I would like to mention that Speedy is correct your friend likely has a defective bonding grid for his swimming pool or an improper one or none at all. However you should understand that current exists in the earth almost everywhere and it may be a result of stray voltage and or current (neutral to earth current) or fault current. Question is.... is it excessive and where is it coming from? This is all due to the utilities multi point neutral grounding system where earth and the utility neutral play partners in returning neutral current to the source (transformer). It is important to note that stray current is not fault current.

You need to request an inspection by a codes official who will then request a NEV (neutral to earth voltage) analysis from a power company technician/engineer.

They will likely begin by asking you to turn your main breaker off. They will then take a test measurement of NEV around your pool. If the NEV deminishes to an acceptable level then the problem is with your electrical system.

(Pointing dataset excerpts)
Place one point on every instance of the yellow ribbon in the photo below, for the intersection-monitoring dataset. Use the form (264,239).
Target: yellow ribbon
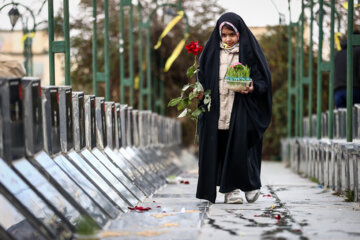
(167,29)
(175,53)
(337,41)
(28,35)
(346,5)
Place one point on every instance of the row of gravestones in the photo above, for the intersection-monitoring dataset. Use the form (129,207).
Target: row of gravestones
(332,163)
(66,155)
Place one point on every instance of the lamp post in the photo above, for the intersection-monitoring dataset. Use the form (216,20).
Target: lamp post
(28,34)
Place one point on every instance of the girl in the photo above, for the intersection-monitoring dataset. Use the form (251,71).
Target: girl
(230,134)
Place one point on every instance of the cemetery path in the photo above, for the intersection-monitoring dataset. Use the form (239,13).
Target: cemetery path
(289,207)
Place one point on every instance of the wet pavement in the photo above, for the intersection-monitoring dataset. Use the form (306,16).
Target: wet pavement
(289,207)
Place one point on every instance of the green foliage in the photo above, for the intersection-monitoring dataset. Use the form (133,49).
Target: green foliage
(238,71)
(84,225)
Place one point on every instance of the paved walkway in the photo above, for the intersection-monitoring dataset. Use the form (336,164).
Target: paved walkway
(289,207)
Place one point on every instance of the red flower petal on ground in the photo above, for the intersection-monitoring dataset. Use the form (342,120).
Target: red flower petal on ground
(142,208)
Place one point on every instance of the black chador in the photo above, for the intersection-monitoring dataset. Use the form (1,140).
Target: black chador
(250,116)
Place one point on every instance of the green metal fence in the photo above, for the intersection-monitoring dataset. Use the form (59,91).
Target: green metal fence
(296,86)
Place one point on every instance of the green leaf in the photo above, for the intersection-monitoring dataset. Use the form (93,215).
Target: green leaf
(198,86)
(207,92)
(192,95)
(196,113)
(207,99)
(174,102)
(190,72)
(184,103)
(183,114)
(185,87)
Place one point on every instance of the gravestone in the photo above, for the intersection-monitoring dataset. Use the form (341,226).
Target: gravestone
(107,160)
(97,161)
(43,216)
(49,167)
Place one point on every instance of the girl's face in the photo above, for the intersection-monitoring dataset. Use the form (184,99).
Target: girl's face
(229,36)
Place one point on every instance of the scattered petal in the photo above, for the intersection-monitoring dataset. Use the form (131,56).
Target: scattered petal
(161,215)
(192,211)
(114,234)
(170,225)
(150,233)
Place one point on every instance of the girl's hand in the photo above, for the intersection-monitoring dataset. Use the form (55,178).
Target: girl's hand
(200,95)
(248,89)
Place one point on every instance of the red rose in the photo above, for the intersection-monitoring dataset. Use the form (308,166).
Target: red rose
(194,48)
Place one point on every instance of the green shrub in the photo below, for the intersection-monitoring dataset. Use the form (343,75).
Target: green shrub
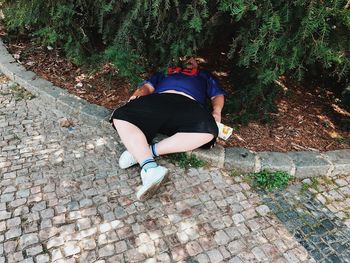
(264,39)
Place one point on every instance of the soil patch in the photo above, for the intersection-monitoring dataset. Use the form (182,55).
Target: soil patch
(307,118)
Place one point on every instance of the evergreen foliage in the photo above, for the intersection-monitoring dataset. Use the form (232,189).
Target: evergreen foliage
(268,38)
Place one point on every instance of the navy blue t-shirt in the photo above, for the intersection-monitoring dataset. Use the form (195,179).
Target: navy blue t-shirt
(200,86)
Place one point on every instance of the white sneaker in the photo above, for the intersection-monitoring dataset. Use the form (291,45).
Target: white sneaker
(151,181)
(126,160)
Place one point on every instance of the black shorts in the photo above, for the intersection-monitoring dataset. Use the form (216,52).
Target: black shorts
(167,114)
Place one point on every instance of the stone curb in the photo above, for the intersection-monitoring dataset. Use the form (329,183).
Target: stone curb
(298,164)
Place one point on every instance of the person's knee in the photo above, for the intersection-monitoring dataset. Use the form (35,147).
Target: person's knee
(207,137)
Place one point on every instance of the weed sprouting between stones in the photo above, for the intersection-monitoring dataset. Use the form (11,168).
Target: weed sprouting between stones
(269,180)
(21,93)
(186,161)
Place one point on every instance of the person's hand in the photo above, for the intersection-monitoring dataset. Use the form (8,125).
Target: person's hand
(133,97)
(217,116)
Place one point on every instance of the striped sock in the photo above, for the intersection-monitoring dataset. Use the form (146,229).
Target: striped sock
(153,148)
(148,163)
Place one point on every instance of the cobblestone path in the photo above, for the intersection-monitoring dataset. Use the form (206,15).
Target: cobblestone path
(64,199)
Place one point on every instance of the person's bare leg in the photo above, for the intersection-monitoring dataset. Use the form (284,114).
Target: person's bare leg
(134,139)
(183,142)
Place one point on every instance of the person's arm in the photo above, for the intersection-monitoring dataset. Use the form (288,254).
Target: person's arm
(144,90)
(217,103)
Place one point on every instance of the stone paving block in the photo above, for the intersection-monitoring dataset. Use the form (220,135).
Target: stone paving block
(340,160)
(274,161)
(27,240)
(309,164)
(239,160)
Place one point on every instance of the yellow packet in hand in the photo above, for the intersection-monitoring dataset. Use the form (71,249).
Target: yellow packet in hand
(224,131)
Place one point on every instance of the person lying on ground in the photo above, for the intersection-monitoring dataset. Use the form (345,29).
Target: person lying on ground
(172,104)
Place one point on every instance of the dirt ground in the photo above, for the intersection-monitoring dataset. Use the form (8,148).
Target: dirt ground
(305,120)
--
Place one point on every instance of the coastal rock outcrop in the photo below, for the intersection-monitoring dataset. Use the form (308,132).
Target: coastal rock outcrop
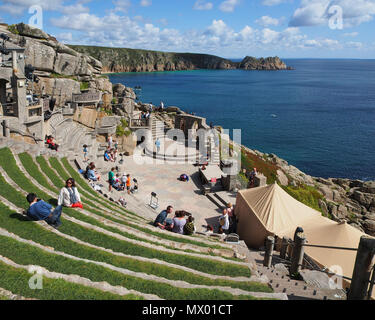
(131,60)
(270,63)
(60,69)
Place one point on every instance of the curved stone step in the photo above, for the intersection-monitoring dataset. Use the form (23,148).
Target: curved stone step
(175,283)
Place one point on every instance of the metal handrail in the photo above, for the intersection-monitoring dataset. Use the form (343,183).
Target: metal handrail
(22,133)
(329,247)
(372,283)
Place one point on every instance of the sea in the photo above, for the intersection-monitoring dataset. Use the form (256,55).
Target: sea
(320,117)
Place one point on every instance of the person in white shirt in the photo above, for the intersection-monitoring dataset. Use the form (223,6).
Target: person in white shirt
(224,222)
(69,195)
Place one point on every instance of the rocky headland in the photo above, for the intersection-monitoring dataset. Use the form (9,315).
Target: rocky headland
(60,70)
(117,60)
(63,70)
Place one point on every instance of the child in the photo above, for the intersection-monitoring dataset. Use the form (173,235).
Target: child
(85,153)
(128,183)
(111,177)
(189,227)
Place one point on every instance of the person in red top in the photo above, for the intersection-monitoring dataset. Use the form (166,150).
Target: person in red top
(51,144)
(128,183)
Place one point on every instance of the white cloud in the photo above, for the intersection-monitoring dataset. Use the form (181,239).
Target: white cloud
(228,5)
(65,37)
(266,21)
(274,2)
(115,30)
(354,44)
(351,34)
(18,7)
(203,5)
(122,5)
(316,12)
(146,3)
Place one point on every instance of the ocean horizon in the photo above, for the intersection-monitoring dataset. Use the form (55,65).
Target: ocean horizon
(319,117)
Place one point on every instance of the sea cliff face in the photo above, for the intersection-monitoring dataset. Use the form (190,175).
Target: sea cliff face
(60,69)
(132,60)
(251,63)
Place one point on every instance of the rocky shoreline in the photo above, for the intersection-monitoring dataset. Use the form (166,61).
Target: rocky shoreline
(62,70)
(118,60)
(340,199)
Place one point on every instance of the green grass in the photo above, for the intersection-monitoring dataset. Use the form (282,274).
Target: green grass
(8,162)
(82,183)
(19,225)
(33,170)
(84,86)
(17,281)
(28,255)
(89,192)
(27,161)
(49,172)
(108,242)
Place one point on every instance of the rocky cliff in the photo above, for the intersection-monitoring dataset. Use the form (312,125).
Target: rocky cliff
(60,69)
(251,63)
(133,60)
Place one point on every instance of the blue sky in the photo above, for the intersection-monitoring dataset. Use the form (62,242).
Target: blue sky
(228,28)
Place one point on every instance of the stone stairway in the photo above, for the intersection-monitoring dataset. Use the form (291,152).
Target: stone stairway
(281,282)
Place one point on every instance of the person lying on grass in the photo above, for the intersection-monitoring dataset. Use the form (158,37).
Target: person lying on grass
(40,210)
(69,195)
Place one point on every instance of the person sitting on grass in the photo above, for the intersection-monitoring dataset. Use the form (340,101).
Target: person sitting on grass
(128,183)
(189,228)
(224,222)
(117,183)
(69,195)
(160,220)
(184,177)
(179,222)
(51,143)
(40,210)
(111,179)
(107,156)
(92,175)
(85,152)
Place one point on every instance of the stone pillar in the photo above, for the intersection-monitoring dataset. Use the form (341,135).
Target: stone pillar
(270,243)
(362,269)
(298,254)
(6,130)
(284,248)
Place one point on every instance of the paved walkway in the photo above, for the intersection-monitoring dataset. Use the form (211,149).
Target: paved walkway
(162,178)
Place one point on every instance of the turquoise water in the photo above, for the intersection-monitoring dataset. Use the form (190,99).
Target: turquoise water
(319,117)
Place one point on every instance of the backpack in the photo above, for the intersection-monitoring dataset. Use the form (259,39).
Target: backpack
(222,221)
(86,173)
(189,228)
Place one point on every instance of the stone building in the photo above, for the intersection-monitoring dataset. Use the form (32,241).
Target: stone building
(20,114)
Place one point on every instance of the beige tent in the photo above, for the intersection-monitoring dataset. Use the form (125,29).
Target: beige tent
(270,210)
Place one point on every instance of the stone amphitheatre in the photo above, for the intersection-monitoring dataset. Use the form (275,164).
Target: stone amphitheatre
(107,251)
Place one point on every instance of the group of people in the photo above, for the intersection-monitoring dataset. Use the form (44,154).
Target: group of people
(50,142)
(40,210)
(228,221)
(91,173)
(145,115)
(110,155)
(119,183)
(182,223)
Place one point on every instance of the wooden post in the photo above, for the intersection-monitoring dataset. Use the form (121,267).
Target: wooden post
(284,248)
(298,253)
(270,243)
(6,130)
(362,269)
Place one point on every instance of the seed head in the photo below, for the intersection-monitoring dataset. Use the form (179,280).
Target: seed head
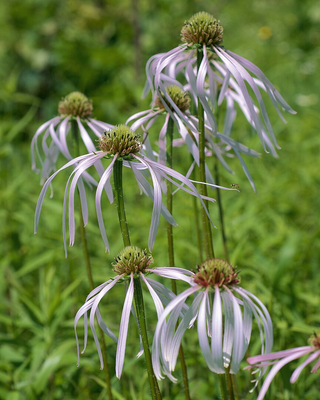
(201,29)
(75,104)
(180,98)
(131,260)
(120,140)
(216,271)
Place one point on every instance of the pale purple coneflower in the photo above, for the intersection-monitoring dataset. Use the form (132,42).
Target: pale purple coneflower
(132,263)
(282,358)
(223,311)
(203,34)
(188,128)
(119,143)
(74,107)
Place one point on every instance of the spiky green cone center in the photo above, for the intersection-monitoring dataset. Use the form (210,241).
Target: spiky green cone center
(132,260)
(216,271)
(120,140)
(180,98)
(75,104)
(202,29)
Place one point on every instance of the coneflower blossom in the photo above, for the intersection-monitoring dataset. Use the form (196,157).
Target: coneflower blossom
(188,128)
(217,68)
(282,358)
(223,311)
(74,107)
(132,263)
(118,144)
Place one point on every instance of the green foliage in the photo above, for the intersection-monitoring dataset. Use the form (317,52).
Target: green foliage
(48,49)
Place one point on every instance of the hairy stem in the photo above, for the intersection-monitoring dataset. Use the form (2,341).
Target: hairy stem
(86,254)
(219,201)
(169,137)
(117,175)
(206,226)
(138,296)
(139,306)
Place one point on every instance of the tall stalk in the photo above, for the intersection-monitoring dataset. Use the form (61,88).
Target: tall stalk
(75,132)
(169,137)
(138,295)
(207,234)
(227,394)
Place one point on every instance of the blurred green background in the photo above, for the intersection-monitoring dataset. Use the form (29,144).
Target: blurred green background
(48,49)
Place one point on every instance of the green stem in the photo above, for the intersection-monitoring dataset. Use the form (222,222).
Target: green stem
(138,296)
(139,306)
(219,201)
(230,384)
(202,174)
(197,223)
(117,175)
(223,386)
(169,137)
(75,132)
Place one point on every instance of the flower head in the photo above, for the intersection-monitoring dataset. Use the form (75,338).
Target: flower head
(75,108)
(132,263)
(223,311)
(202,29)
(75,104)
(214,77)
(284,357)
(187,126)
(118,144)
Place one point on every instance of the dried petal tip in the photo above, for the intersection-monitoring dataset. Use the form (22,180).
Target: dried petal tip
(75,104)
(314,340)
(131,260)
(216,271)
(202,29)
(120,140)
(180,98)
* * *
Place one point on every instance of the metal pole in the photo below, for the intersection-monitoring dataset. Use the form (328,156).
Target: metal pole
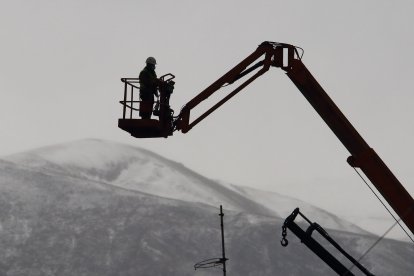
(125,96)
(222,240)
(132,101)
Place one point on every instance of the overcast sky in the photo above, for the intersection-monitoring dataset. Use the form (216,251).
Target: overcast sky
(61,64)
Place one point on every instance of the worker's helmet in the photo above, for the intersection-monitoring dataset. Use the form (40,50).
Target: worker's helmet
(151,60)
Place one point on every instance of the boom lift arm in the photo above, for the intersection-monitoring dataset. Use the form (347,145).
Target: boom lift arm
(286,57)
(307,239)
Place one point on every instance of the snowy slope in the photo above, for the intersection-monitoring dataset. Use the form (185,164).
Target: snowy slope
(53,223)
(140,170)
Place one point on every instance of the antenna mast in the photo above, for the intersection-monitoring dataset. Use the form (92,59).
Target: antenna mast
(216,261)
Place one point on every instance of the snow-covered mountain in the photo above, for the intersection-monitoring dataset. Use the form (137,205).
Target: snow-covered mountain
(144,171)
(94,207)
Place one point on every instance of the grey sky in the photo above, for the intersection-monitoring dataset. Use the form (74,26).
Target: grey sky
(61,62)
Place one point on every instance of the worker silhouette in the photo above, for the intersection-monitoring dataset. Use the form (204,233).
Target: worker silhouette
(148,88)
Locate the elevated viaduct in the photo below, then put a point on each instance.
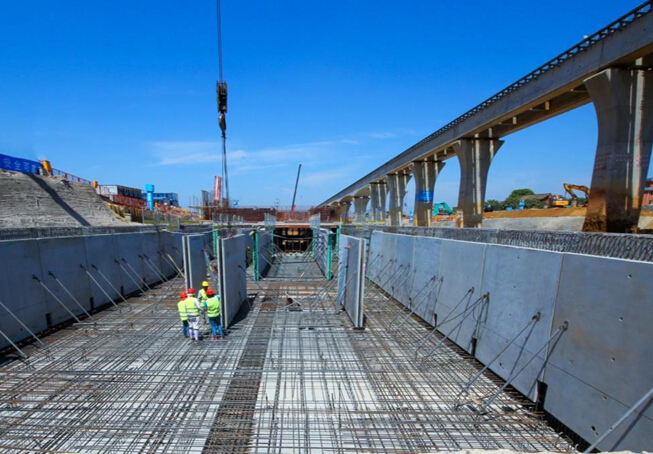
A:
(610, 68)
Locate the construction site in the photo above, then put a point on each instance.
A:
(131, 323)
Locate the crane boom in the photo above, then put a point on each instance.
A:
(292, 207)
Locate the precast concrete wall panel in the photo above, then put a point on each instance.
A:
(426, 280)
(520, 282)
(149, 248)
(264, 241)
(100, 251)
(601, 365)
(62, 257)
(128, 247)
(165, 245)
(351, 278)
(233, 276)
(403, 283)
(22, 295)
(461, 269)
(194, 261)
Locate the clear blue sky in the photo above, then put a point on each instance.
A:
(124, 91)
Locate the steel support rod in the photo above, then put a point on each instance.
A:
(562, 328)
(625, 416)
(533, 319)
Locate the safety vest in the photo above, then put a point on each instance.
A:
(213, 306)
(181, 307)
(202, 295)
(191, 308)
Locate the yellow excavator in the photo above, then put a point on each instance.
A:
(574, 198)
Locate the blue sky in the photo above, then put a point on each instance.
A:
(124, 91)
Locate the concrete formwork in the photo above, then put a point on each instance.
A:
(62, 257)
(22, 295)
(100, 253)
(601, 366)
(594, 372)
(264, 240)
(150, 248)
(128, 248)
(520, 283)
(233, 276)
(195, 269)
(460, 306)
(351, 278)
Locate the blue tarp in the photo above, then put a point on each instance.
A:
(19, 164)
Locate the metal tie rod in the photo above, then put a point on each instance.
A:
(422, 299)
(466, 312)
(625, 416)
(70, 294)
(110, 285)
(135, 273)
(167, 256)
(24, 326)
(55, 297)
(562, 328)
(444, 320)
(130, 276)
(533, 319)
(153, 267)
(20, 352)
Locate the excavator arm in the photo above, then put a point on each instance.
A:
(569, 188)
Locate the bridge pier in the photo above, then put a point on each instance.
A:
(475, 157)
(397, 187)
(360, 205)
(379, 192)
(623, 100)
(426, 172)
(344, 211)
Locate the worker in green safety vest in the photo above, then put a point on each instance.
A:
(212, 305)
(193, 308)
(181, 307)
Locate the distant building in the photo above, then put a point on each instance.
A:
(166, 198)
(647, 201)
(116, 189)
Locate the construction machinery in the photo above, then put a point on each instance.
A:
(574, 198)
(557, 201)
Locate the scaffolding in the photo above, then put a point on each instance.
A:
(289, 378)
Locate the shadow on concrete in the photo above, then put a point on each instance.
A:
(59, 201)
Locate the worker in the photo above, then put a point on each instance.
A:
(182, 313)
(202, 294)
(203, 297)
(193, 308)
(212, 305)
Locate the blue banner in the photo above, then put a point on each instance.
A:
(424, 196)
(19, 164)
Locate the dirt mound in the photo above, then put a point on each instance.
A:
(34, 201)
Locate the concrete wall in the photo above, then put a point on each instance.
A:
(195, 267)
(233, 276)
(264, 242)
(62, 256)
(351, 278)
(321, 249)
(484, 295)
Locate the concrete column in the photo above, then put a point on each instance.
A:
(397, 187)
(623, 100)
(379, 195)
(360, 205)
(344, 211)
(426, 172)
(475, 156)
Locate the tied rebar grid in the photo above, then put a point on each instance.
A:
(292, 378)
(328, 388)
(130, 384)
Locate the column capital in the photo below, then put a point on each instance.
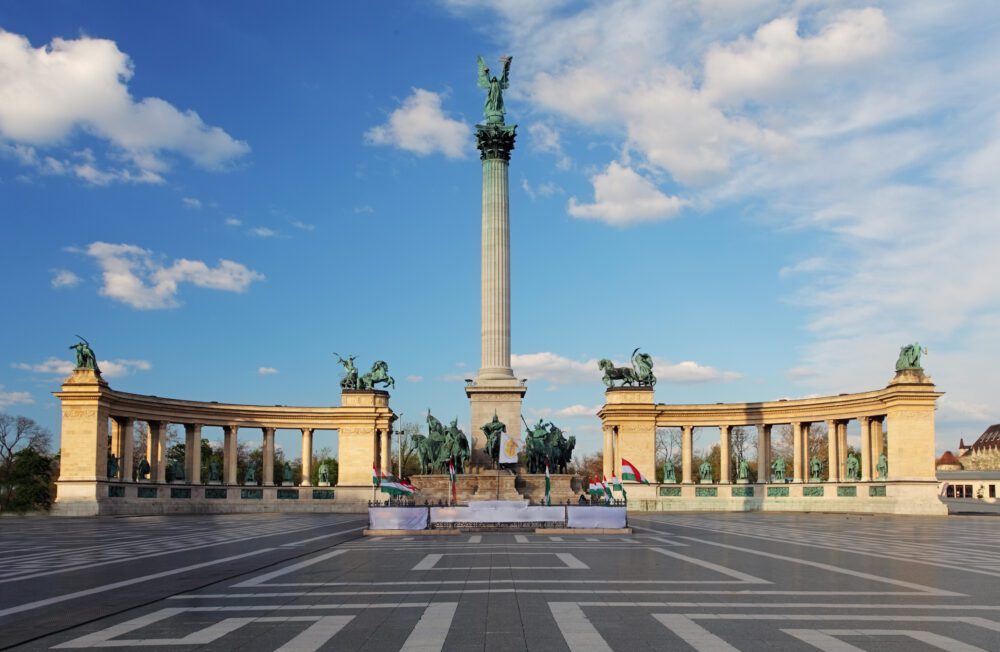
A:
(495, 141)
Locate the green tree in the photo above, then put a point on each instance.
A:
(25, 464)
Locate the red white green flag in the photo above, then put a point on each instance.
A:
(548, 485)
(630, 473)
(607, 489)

* _Given task 1_: From the post about stray voltage around a swimming pool, pull out the passage word for word, beginning at the words "I would like" and stopping after "power company technician/engineer.".
* _Given task 2_:
Answer these questions from the post about stray voltage around a swimming pool:
(a) What does NEV stand for?
(b) Who does the codes official ask to do the NEV analysis?
(c) What will they likely ask you to do first?
* _Given task 3_: Pick up the post about stray voltage around a swimming pool after its last sentence and write what follows.

* _Exercise result 1_:
I would like to mention that Speedy is correct your friend likely has a defective bonding grid for his swimming pool or an improper one or none at all. However you should understand that current exists in the earth almost everywhere and it may be a result of stray voltage and or current (neutral to earth current) or fault current. Question is.... is it excessive and where is it coming from? This is all due to the utilities multi point neutral grounding system where earth and the utility neutral play partners in returning neutral current to the source (transformer). It is important to note that stray current is not fault current.

You need to request an inspection by a codes official who will then request a NEV (neutral to earth voltage) analysis from a power company technician/engineer.

* _Exercise result 2_:
(a) Neutral to earth voltage.
(b) A power company technician/engineer.
(c) Turn your main breaker off.

* _Exercise result 3_:
If it doesn't decrease then they will pull the drop out fuse of your transformer. If it still doesnt decrease then it is a utility neutral problem or a service neutral from a closeby neighbor or some other outside source. They likely will install a neutral isolater device to solve the stray current and or voltage problem if it is coming from the utility.

Proper bonding of metal around the pool will generally eliminate potential differences but will also mask a stray voltage/current problem.


So two things

1.) You need to be sure you have a bonding grid around your pool in accordance with NEC article 680.26 2008
2.) Have a neutral to earth voltage analysis done (NEV Test) to determine if it is your problem or the utilities or if no problem exists other than improper bonding of metal around your friends pool. And if it is stray voltage and current or fault voltage and current.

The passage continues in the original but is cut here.